Houve um tempo em que a pesca da baleia era liberada no Brasil. Até o século passado, esses maravilhosos gigantes do mar eram capturados sem dó, em Cabedelo, na Paraíba. Os algozes eram de uma empresa de origem japonesa, que além de exterminar os mamíferos ainda enchiam as arquibancadas do ancoradouro com “turistas” que assistiam a um ritual sanguinário. As pessoas pagavam ingressos, para assistir ao ritual do corte das baleias. Em menos de 20 minutos, cada baleia era retalhada em pequenos pedaços, deixando um mar de sangue no chão do galcão onde ocorria o macabro ritual. De tudo dela se aproveitava. Até os ossos, que eram triturados para se transformar em adubo, para abastecer produtores de pimenta na Região Norte do Brasil. Pelo menos, era o que se falava na época.
Lembro que uma vez estive na Paraíba para fazer uma reportagem sobre a prática e voltei indignada com o espetáculo de sangue. Só na noite em que lá estive, o navio pesqueiro rebocara nove animais. Dava pena de se ver. A reportagem – à época, no meu inesquecível Jornal do Brasil – desencadeou polêmica tão grande, que a empresa terminou trocando a pesca da baleia pela dos tubarões. Hoje, graças a Deus, a captura dos maravilhosos e inofensivos animais é proibida em todo território nacional. Mas nem sempre foi assim. Fala-se até que o óleo de baleia era usado antigamente, na construção de casas no período colonial. Nosso amigo, leitor e historiador Bráulio Moura explica que “babado é esse de óleo da baleia nas paredes do Brasil colonial”, que virou uma “verdade” histórica na cabeça das pessoas.
Veja o que diz o turismólogo e historiador:
“Você já deve ter ouvido de alguém numa visita a qualquer cidade histórica brasileira que os prédios eram construídos com óleo de baleia e que por isso duravam tanto tempo em pé e eram inabaláveis. Quem nunca escutou isso atire a primeira pedra (sem óleo, por favor). Quando a gente tem contato com informações básicas de construção, arquitetura e até conversando com um pedreiro que fez um serviço em casa, descobre que no cimento deve ser evitado o contato com substâncias como gorduras e óleos, o que pode comprometer a sua qualidade e a durabilidade.

= = = =

LISTA DE TAREFAS »
**A.** Diga se cada afirmação concorda com o trecho do texto sobre a pesca da baleia, citando as palavras dele que decidem: (i) A empresa que capturava as baleias em Cabedelo era de origem japonesa. (ii) Cada baleia levava mais de uma hora para ser retalhada. (iii) Depois da reportagem, a empresa passou a pescar tubarões.
**B.** Segundo o trecho do texto sobre a pesca da baleia, quantos animais o navio pesqueiro rebocou na noite da visita à Paraíba?

ENTRADAS DO CONJUNTO »
= = = =

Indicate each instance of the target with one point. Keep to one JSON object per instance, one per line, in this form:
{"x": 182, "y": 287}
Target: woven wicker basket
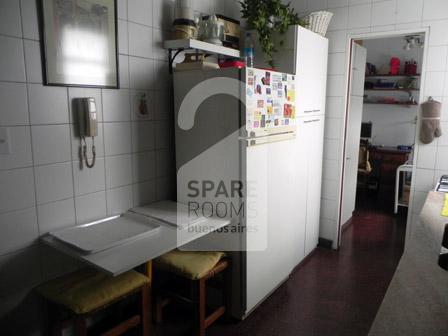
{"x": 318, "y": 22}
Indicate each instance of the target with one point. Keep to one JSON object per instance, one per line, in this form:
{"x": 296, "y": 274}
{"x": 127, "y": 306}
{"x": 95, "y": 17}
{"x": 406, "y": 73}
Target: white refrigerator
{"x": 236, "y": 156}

= = = =

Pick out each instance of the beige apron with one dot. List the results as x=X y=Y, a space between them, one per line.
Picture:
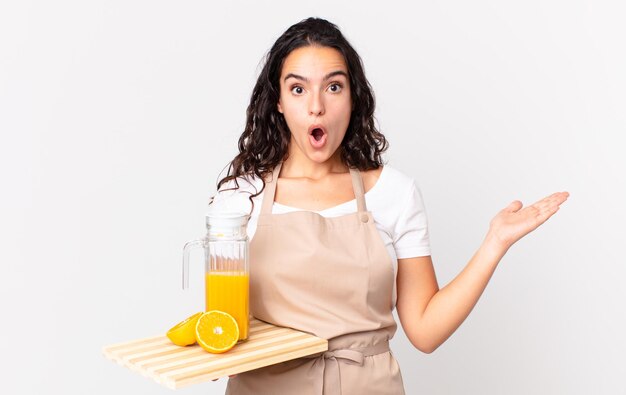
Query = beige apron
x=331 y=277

= = = =

AS RESPOSTAS »
**A.**
(i) Sim: "Os algozes eram de uma empresa de origem japonesa"
(ii) Não: "Em menos de 20 minutos, cada baleia era retalhada em pequenos pedaços"
(iii) Sim: "a empresa terminou trocando a pesca da baleia pela dos tubarões"

**B.** Nove animais.